Transcribe every line of the records verbatim.

(Coordinate annotation entries)
= = = = =

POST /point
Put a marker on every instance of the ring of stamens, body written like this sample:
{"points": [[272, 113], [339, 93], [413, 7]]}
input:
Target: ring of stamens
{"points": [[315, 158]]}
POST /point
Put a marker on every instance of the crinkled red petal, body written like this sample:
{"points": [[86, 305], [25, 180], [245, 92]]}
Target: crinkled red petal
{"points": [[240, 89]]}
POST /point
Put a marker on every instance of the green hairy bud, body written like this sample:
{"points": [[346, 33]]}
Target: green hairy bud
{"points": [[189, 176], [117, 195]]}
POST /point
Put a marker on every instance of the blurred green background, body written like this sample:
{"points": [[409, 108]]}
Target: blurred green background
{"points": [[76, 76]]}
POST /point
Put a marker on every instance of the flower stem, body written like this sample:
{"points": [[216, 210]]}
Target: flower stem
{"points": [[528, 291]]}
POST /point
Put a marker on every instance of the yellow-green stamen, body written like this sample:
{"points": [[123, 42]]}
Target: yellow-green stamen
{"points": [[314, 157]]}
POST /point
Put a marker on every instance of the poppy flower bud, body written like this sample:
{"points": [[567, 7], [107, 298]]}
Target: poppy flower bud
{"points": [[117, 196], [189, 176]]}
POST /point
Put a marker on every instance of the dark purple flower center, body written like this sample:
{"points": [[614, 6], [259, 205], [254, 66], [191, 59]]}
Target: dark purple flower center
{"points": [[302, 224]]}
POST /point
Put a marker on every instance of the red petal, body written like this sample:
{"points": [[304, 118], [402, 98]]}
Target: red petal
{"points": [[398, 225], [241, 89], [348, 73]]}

= = = = =

_FULL RESPONSE_
POST /point
Put a marker on every instance of the ring of stamens, body written like this sample:
{"points": [[272, 113], [339, 93], [413, 7]]}
input:
Target: ring of stamens
{"points": [[315, 158]]}
POST /point
Put a marker on every instance of the crinkled red petal, body written like this sample:
{"points": [[86, 305], [25, 180], [245, 92]]}
Target: crinkled red petal
{"points": [[240, 89]]}
POST /point
Put a marker on every instance of the green hairy bud, body written like this sample:
{"points": [[346, 33]]}
Target: green hairy bud
{"points": [[189, 176], [117, 195]]}
POST /point
Put a marker on every instance of the blurred green background, body written like this sample:
{"points": [[409, 108]]}
Target: blurred green background
{"points": [[76, 76]]}
POST /point
Put a marker on every instance of the flower stem, body written like this sample:
{"points": [[216, 210]]}
Target: flower stem
{"points": [[528, 291]]}
POST /point
Put a marker on every instance of the yellow-green stamen, body written like this sample:
{"points": [[123, 42]]}
Target: yellow-green stamen
{"points": [[314, 157]]}
POST /point
Put a marker on every instance of the poppy flower bud, body written like this sample:
{"points": [[567, 7], [107, 298]]}
Target: poppy flower bud
{"points": [[117, 196], [189, 176]]}
POST /point
Put a marker on every instance of the dark purple flower center, body written like this sample:
{"points": [[614, 6], [259, 205], [254, 66], [191, 59]]}
Target: dark purple flower center
{"points": [[302, 224]]}
POST /point
Put a marker on every instance of the red petal, body written like this sample:
{"points": [[304, 118], [402, 98]]}
Target: red petal
{"points": [[398, 225], [241, 89], [348, 73]]}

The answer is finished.